━━━ Source

# autocruise alto. plumbing/flood



## easom515 (Apr 29, 2011)

Autocruise Alto and other similar van conversions have suffered floods as a result of the sink tap hot water tail becoming detached from the supply pipe. It seems the fault is caused by a combination of factors such as 1. cheap "garden type" hose fitted. 2. hot water when boiler on. 3. Pressure when pump on. 4. Heat from grill below sink. 5. jubilee clips. 6. Tap tail design. Any other suggestions? I am in the process of rejecting the vehicle because of these design and quality flaws coupled with deliberate delay resulting in damp penetrating the floor and kitchen units. The matter has not been helped by the dealer saying I am the only owner with such problems and failing to inspect or rectify. In fact I have met another customer with the same problems! Swift seem to be trying to wriggle out of the problems with these vehicles (see Swift Talk for choice examples such as blaming owners possible use or abuse of grill). Accent models also have similar problems. Comments please.

━━━━━━
━━━ Material shown

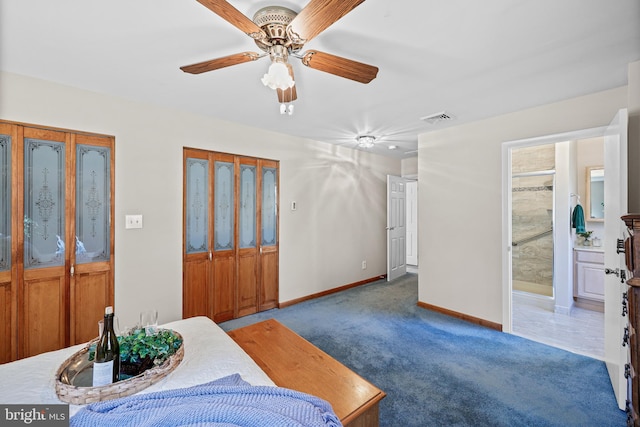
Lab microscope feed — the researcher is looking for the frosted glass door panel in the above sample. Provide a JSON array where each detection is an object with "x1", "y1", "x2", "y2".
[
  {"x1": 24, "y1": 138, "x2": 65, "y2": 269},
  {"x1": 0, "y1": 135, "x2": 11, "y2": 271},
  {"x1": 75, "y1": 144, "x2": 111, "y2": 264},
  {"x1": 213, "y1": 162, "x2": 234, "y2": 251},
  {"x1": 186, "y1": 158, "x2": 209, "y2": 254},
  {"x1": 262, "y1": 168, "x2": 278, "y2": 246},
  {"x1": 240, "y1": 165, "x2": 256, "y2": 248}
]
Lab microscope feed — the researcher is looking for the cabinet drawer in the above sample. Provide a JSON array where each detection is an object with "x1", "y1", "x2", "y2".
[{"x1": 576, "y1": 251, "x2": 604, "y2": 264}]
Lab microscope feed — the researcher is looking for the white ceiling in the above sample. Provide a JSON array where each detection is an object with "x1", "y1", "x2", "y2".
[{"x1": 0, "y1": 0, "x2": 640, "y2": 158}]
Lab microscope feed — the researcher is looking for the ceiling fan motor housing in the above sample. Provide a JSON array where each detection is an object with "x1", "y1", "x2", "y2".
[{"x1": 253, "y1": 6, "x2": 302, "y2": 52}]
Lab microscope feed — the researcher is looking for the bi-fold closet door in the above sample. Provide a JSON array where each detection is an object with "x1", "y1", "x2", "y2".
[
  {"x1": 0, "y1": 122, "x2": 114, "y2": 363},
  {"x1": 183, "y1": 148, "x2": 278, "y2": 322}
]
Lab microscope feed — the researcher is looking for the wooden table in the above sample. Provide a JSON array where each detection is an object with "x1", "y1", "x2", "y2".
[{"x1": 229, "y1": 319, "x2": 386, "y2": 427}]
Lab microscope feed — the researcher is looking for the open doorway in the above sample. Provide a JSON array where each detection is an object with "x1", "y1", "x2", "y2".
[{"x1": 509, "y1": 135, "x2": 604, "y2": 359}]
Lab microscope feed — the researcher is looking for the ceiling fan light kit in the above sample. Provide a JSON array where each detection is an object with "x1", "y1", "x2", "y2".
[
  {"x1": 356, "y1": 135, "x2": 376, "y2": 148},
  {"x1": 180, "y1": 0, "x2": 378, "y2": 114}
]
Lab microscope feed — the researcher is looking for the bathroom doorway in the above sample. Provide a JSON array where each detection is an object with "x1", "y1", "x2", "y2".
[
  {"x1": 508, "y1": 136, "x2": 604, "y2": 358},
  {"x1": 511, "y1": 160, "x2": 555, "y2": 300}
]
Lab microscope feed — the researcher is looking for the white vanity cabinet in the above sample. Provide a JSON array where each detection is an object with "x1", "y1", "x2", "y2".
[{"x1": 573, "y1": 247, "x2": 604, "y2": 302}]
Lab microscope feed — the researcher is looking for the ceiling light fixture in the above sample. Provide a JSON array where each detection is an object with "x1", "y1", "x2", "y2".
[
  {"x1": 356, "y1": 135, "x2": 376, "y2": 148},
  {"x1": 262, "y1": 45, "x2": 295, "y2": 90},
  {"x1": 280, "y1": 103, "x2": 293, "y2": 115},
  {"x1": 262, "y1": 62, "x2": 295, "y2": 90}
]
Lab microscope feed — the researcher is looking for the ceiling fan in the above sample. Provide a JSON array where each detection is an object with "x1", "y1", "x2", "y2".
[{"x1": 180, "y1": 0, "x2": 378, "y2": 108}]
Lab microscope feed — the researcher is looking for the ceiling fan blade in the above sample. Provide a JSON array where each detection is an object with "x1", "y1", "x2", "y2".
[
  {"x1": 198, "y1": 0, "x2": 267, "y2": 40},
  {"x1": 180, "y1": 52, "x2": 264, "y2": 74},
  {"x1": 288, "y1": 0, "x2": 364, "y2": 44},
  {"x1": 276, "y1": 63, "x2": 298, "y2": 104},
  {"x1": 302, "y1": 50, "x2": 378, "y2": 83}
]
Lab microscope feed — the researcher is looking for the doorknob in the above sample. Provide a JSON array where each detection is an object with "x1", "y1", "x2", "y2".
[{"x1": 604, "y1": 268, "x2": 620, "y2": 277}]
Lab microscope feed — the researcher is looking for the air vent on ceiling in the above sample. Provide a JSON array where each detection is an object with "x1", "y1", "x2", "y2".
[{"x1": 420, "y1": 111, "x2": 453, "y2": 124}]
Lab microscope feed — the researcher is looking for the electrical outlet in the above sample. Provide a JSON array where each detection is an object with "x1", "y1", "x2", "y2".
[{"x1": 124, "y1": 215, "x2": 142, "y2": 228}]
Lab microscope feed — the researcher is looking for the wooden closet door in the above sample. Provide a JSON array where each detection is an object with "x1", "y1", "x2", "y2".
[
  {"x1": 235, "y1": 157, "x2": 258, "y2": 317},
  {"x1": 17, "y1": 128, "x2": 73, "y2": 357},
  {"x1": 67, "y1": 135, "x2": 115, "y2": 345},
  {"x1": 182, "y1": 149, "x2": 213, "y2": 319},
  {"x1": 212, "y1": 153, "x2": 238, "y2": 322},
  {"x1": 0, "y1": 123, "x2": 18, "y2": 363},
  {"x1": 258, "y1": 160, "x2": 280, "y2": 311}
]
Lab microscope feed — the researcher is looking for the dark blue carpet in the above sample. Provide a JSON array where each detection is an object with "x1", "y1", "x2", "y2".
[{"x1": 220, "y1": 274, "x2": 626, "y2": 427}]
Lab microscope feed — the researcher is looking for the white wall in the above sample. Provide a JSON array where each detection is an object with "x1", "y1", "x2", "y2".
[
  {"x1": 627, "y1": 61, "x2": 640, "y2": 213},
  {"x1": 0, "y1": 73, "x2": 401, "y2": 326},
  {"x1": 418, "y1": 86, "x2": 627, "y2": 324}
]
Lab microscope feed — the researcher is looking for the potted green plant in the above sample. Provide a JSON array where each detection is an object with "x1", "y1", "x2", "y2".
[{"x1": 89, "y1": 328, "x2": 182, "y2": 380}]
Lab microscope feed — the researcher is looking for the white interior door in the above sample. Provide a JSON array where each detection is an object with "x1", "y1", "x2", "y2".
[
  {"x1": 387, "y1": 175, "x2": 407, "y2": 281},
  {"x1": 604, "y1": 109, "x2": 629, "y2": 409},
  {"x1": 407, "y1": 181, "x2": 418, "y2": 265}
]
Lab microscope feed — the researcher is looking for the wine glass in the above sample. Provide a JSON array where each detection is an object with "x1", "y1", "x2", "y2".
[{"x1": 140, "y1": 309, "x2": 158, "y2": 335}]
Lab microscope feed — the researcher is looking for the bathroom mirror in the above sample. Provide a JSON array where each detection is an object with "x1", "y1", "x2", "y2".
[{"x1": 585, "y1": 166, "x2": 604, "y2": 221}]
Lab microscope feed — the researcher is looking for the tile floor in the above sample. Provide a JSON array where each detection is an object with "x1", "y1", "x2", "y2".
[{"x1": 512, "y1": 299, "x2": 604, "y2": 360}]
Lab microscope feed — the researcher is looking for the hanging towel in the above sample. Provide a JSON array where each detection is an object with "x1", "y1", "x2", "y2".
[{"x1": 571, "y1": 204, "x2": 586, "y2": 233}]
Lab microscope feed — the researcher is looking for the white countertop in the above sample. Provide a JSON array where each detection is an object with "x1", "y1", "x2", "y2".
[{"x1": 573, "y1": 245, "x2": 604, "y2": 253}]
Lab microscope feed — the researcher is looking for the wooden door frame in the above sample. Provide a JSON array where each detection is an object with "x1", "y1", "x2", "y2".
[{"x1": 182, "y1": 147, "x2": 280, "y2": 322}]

━━━━━━
━━━ Material shown

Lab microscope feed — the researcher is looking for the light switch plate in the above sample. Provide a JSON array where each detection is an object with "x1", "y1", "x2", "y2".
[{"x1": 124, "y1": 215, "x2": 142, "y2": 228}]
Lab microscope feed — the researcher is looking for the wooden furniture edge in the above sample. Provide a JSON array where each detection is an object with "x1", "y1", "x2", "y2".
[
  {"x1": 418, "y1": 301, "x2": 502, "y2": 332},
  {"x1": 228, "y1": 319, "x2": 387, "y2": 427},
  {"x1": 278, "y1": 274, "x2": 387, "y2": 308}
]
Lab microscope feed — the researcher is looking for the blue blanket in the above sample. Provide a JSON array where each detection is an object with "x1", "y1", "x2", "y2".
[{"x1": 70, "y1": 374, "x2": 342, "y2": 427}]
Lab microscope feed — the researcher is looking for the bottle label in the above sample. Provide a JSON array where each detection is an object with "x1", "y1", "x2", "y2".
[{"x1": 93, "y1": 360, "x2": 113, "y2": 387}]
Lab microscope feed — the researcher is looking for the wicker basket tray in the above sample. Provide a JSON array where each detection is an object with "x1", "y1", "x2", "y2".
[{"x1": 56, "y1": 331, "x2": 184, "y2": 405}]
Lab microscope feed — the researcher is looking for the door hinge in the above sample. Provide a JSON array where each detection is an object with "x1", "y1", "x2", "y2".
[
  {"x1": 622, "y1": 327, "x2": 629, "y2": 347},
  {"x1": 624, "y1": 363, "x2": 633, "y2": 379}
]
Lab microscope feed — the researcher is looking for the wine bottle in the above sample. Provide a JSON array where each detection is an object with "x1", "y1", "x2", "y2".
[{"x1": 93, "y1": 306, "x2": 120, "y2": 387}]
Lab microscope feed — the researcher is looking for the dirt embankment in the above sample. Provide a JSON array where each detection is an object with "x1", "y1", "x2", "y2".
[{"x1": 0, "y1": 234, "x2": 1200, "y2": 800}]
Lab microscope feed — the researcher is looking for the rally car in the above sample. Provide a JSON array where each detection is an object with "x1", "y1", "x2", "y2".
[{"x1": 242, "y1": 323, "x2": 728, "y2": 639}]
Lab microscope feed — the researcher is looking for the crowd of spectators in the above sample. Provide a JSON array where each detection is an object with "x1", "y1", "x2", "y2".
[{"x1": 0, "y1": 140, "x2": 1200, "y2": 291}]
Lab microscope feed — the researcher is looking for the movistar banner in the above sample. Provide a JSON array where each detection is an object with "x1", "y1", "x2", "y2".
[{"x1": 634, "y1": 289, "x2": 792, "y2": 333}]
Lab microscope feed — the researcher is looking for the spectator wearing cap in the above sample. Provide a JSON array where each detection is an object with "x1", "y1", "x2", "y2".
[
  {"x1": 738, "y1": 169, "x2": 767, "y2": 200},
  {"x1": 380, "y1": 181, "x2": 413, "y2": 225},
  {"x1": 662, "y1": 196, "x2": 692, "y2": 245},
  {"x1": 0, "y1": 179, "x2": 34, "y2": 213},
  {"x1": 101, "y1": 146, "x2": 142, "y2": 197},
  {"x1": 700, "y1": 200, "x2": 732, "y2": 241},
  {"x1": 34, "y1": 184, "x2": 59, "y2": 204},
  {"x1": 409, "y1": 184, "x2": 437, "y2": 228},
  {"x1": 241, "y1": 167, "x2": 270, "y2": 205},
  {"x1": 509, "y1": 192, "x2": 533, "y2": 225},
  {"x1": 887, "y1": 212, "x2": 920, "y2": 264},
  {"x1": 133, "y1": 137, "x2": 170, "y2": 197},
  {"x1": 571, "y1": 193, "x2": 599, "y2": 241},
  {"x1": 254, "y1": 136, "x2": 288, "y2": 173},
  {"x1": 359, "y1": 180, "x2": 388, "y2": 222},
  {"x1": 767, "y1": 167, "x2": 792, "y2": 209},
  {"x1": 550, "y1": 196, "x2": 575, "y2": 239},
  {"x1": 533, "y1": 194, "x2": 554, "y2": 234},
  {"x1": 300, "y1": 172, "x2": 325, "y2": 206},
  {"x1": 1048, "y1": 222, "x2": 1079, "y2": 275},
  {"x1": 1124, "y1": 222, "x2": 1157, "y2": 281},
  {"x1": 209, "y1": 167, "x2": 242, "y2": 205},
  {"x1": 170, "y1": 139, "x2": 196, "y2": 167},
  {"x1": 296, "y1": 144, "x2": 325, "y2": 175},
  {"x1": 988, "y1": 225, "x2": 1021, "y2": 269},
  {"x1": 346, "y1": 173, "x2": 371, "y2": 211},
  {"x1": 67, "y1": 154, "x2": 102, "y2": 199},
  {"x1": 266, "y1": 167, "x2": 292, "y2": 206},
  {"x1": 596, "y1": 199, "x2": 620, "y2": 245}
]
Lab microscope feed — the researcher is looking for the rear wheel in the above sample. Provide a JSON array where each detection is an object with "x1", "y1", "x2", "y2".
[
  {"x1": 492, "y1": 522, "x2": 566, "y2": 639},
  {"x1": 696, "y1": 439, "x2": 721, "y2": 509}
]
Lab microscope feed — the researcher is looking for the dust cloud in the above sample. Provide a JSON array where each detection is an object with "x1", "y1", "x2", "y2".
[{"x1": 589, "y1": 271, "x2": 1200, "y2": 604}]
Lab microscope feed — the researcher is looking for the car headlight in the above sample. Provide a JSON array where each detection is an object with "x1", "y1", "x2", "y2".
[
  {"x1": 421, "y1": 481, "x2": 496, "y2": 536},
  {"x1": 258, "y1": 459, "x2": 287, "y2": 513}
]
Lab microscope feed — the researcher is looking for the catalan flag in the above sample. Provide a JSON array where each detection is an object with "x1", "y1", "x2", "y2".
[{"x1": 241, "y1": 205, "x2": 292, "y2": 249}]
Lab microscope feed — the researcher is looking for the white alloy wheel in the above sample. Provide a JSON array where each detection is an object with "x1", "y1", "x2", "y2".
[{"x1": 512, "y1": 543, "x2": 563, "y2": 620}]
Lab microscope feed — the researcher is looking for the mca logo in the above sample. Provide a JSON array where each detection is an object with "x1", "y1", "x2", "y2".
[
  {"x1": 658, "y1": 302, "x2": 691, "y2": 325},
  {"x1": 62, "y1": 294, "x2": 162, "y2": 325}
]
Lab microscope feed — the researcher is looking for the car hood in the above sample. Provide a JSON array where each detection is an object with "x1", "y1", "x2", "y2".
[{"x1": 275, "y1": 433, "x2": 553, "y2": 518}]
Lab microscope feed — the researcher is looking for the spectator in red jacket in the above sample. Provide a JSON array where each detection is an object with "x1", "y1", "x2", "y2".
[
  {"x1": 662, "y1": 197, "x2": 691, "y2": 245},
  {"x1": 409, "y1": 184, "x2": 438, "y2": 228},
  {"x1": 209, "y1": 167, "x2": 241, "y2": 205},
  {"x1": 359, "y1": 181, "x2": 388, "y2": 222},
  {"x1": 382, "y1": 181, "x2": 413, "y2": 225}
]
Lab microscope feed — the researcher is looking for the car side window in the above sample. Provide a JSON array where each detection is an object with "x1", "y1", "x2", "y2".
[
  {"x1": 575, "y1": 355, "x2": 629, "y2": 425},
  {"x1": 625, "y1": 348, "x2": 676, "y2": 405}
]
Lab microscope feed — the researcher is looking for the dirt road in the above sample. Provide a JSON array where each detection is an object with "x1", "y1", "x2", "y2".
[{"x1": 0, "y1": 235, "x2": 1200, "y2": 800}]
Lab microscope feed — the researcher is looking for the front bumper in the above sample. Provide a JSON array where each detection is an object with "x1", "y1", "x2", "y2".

━━━━━━

### [Exercise prompt]
Copy the whole Autocruise Alto flooding thread above, word for word, with nothing left out or changed.

### [The output]
# autocruise alto. plumbing/flood



## easom515 (Apr 29, 2011)

Autocruise Alto and other similar van conversions have suffered floods as a result of the sink tap hot water tail becoming detached from the supply pipe. It seems the fault is caused by a combination of factors such as 1. cheap "garden type" hose fitted. 2. hot water when boiler on. 3. Pressure when pump on. 4. Heat from grill below sink. 5. jubilee clips. 6. Tap tail design. Any other suggestions? I am in the process of rejecting the vehicle because of these design and quality flaws coupled with deliberate delay resulting in damp penetrating the floor and kitchen units. The matter has not been helped by the dealer saying I am the only owner with such problems and failing to inspect or rectify. In fact I have met another customer with the same problems! Swift seem to be trying to wriggle out of the problems with these vehicles (see Swift Talk for choice examples such as blaming owners possible use or abuse of grill). Accent models also have similar problems. Comments please.